-------- Фрагмент документа
Изобретатель счастливого пути
Нет лучше порядка на дорогах, чем броуновское движение. Это доказал голландский инженер Ханс Мондерман.
Историки утверждают, что в этих местах в 879 году погиб князь Рюрик, пытаясь отвоевать свои бывшие владения. Сегодня Фризия — это плоская равнина, отделенная от мелкого моря дюнами и дамбами, покрытая зелеными пастбищами. На них пасутся лучшие в Нидерландах молочные коровы. Из их молока делают вкусный сыр.
Драхтен возник в XVII веке из слияния маленьких деревень на речке Драхт. Еще в начале 50-х годов прошлого столетия здесь обитали всего десять тысяч душ. Потом «Филипс» построил фабрику, в которой четырнадцать тысяч наемных рабочих стали делать электробритвы. На дрожжах «Филипса» Драхтен вырос в город-пятидесятитысячник.
Но сюда я приехал не за красивым пейзажем, не за сыром и не за бритвами.
Ханс Мондерман — инженер дорожного движения, трафик-инженер. Среди коллег во всем мире он известен ненавистью к дорожным знакам. Нет, он не против понятного знака на загородном шоссе перед крутым виражом. Но убежден, что большинство знаков не только раздражают, но и опасны. Они — расписка в беспомощности трафик-инженеров, которые не смогли обустроить улицу, перекресток, площадь.
К Хансу едут со всего мира: коллеги, градоначальники, журналисты. Он самый известный из трафик-инженеров новой закваски: одновременно еще и архитектор, дизайнер, социолог, психолог. И еще, как у нас говорят, подвижник. Он пытается реализовать свои идеи, продавливая стену консерватизма.
— Двадцать пять лет назад я начал анализировать аварии, — вспоминает он. — Часами стоял на перекрестках, наблюдая за поведением людей. Почему случаются аварии? Потому что другие не видят или не хотят видеть твоих ошибок. А человеку свойственно ошибаться. При разборе происшествий на первом плане технические и правовые аргументы, и меньше всего — человеческий фактор. В результате наблюдений оказалось, что даже правильные сигналы и знаки могут способствовать авариям.
----------------
Указания к работе:
Сколько рабочих, согласно статье о Хансе Мондермане, стали делать электробритвы на фабрике «Филипса» в Драхтене? Следующие далее строки — самостоятельный материал, не связанный с текстом.
-------- Представленные данные
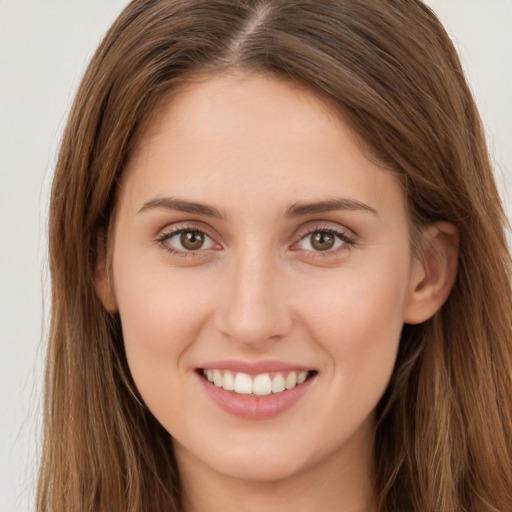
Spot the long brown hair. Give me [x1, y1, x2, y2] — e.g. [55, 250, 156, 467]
[38, 0, 512, 512]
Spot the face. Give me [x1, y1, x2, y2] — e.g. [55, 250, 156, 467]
[102, 75, 423, 480]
----------------
Решение задачи:
Четырнадцать тысяч наемных рабочих.